- **RECORDS TO USE**
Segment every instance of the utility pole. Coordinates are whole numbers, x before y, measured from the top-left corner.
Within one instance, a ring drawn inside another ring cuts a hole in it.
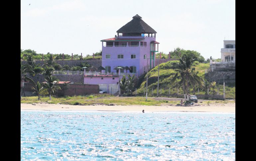
[[[225,76],[223,76],[223,98],[225,100]]]
[[[157,97],[158,97],[158,93],[159,90],[159,56],[158,56],[158,76],[157,77]]]
[[[148,99],[148,58],[147,58],[147,83],[146,85],[146,100]]]

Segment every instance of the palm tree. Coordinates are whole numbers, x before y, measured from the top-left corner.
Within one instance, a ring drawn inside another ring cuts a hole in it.
[[[179,84],[183,85],[184,95],[186,93],[189,95],[190,84],[197,82],[200,80],[200,77],[193,72],[194,68],[191,69],[193,63],[196,60],[196,56],[193,53],[186,53],[180,57],[179,61],[173,63],[172,65],[177,66],[178,69],[175,69],[177,72],[172,81],[174,82],[178,78],[181,79]],[[180,76],[178,76],[179,73]]]
[[[194,68],[193,68],[191,70],[191,72],[193,73],[194,75],[197,75],[197,74],[199,73],[198,71],[197,71],[195,72],[195,69]],[[193,94],[194,95],[195,92],[195,86],[197,86],[197,85],[199,86],[201,86],[201,79],[199,77],[194,77],[194,79],[193,79],[191,80],[191,83],[192,85],[193,85]]]
[[[21,82],[22,82],[23,84],[24,82],[25,81],[31,81],[32,79],[27,76],[27,73],[29,73],[34,76],[35,75],[35,72],[32,69],[32,66],[30,65],[26,64],[23,65],[21,64],[21,62],[20,64],[20,80]],[[24,86],[23,86],[24,88]],[[23,88],[24,89],[24,88]],[[23,93],[23,94],[24,93]],[[21,91],[20,98],[21,99]]]
[[[215,90],[214,90],[214,89],[215,88],[215,86],[216,86],[216,82],[215,81],[213,81],[211,83],[211,85],[212,87],[212,90],[213,92],[213,95],[215,94]]]
[[[48,78],[52,75],[54,71],[54,68],[52,66],[49,67],[47,65],[44,66],[43,68],[42,74],[47,81],[48,80]]]
[[[46,82],[43,83],[43,91],[47,91],[50,97],[50,100],[52,100],[52,95],[57,91],[57,90],[61,90],[61,87],[57,85],[59,79],[54,76],[51,75],[46,77],[45,78]]]
[[[134,74],[131,77],[130,74],[128,75],[128,82],[127,82],[127,87],[131,91],[131,96],[132,96],[132,92],[134,91],[134,88],[135,85],[135,75]]]
[[[46,60],[46,63],[45,64],[47,64],[48,65],[51,66],[55,63],[54,61],[56,60],[57,56],[53,56],[52,54],[50,54],[50,56],[48,57]]]
[[[126,80],[125,76],[123,75],[123,77],[119,82],[120,83],[120,89],[121,91],[123,91],[124,92],[125,91],[127,88],[127,83],[128,82]]]
[[[207,94],[207,91],[210,87],[210,83],[207,79],[203,79],[202,86],[203,90],[205,91],[205,95]]]
[[[31,83],[33,84],[33,87],[31,88],[31,89],[35,91],[33,92],[33,93],[35,93],[38,96],[38,100],[40,100],[40,96],[42,94],[46,94],[46,91],[44,89],[42,84],[39,83],[39,81],[38,81],[37,83],[36,84],[33,80],[32,80],[32,81],[31,81]]]

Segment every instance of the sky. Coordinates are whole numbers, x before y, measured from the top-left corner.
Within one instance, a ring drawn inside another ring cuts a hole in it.
[[[157,33],[159,52],[220,58],[223,40],[235,40],[235,0],[22,0],[21,48],[92,55],[137,14]]]

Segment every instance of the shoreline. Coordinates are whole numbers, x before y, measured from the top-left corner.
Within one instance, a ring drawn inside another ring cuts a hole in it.
[[[46,103],[28,104],[21,103],[21,110],[65,111],[97,112],[208,112],[235,113],[235,103],[225,105],[215,104],[210,106],[80,106]]]

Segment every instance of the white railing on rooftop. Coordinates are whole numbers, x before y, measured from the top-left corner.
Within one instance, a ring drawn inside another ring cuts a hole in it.
[[[53,71],[53,74],[55,75],[82,75],[83,71],[55,70]]]
[[[236,61],[235,60],[231,60],[230,61],[215,61],[210,60],[210,64],[220,64],[220,63],[235,63]]]
[[[64,71],[55,70],[54,71],[53,74],[55,75],[83,75],[84,74],[84,71]],[[136,74],[136,73],[120,73],[118,72],[100,72],[97,71],[86,71],[85,75],[128,75],[130,74],[131,76]]]
[[[85,75],[125,75],[130,74],[131,76],[136,74],[136,73],[120,73],[100,72],[86,72]]]

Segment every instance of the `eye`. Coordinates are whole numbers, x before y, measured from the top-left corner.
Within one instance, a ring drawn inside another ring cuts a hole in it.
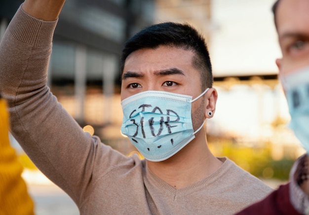
[[[177,85],[177,83],[174,82],[174,81],[165,81],[163,84],[163,86],[168,86],[168,87],[170,87],[170,86],[175,86],[175,85]]]
[[[129,87],[130,88],[137,88],[138,87],[141,87],[142,86],[138,84],[137,83],[133,83],[132,84],[129,84]]]

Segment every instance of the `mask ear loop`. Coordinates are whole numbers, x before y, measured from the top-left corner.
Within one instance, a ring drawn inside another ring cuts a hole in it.
[[[197,97],[196,98],[195,98],[195,99],[194,99],[192,101],[191,101],[190,102],[191,103],[192,103],[193,102],[195,102],[195,101],[197,100],[198,99],[199,99],[200,97],[201,97],[202,96],[203,96],[203,95],[204,94],[205,94],[207,91],[208,91],[208,90],[209,89],[209,88],[207,88],[206,90],[205,90],[204,91],[204,92],[203,92],[201,94],[200,94],[199,96],[198,96],[198,97]],[[203,122],[203,123],[202,124],[202,125],[200,126],[199,128],[198,128],[197,129],[197,130],[196,130],[195,131],[194,131],[193,133],[193,134],[194,135],[195,134],[196,134],[197,132],[198,132],[199,131],[199,130],[200,130],[203,127],[203,126],[204,126],[204,125],[205,124],[205,123],[206,122],[206,119],[205,119],[205,120],[204,120],[204,121]]]
[[[209,88],[207,88],[206,90],[205,90],[205,91],[204,91],[204,92],[203,92],[201,94],[200,94],[199,96],[198,96],[198,97],[197,97],[196,98],[195,98],[195,99],[192,100],[191,101],[190,101],[190,102],[191,103],[192,103],[193,102],[195,102],[195,101],[197,100],[198,99],[199,99],[200,98],[201,98],[202,96],[203,96],[204,95],[204,94],[205,94],[207,91],[208,91],[208,90],[209,89]]]

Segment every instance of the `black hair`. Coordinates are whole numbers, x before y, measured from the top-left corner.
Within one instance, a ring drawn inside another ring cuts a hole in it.
[[[277,12],[277,9],[278,8],[278,5],[279,5],[279,2],[280,2],[280,0],[277,0],[274,2],[272,7],[271,7],[271,11],[272,11],[272,13],[273,14],[273,21],[274,22],[274,25],[276,27],[276,29],[277,29],[278,26],[277,25],[277,22],[276,21],[276,13]]]
[[[166,46],[192,51],[193,65],[200,72],[202,90],[211,87],[213,82],[211,63],[205,39],[188,24],[165,22],[145,28],[129,39],[124,44],[121,57],[121,73],[127,57],[143,48],[155,49]]]

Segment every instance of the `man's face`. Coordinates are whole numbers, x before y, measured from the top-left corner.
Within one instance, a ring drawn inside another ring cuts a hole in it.
[[[191,51],[164,46],[131,53],[125,60],[121,77],[121,101],[149,90],[167,91],[196,98],[202,90],[199,72],[192,65],[193,56]],[[192,105],[194,130],[202,124],[204,119],[203,101],[201,98]],[[201,106],[203,108],[198,108]]]
[[[309,66],[309,0],[281,0],[276,14],[282,59],[280,74]]]

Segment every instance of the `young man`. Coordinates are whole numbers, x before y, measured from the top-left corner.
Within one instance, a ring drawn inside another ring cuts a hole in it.
[[[204,40],[188,25],[150,27],[123,52],[121,131],[146,159],[84,133],[46,85],[64,2],[26,0],[18,10],[0,47],[0,90],[16,139],[81,214],[232,214],[271,190],[209,151],[202,128],[217,93]]]
[[[309,151],[309,1],[279,0],[273,7],[282,53],[276,63],[291,115],[290,127]],[[309,157],[294,164],[290,182],[239,214],[309,214]]]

- **WRITTEN INSTRUCTION**
Copy out the records from their start through the line holding "[[[148,99],[148,58],[147,58],[147,83],[146,85],[146,100]]]", both ends included, with the requests kept and the pictures left out. Shift every coordinate in the answers by adding -25 to it.

- **TASK RESULT**
Segment every instance of the utility pole. Coordinates are whole numbers, x before y, measured from the top-left corner.
Within one instance, a ring drawn inside another ring cuts a hole in it.
[[[200,51],[198,51],[198,73],[200,75]]]
[[[132,72],[133,72],[133,68],[134,65],[134,31],[133,31],[133,51],[132,52]]]
[[[123,74],[123,33],[122,33],[122,58],[121,60],[121,75]]]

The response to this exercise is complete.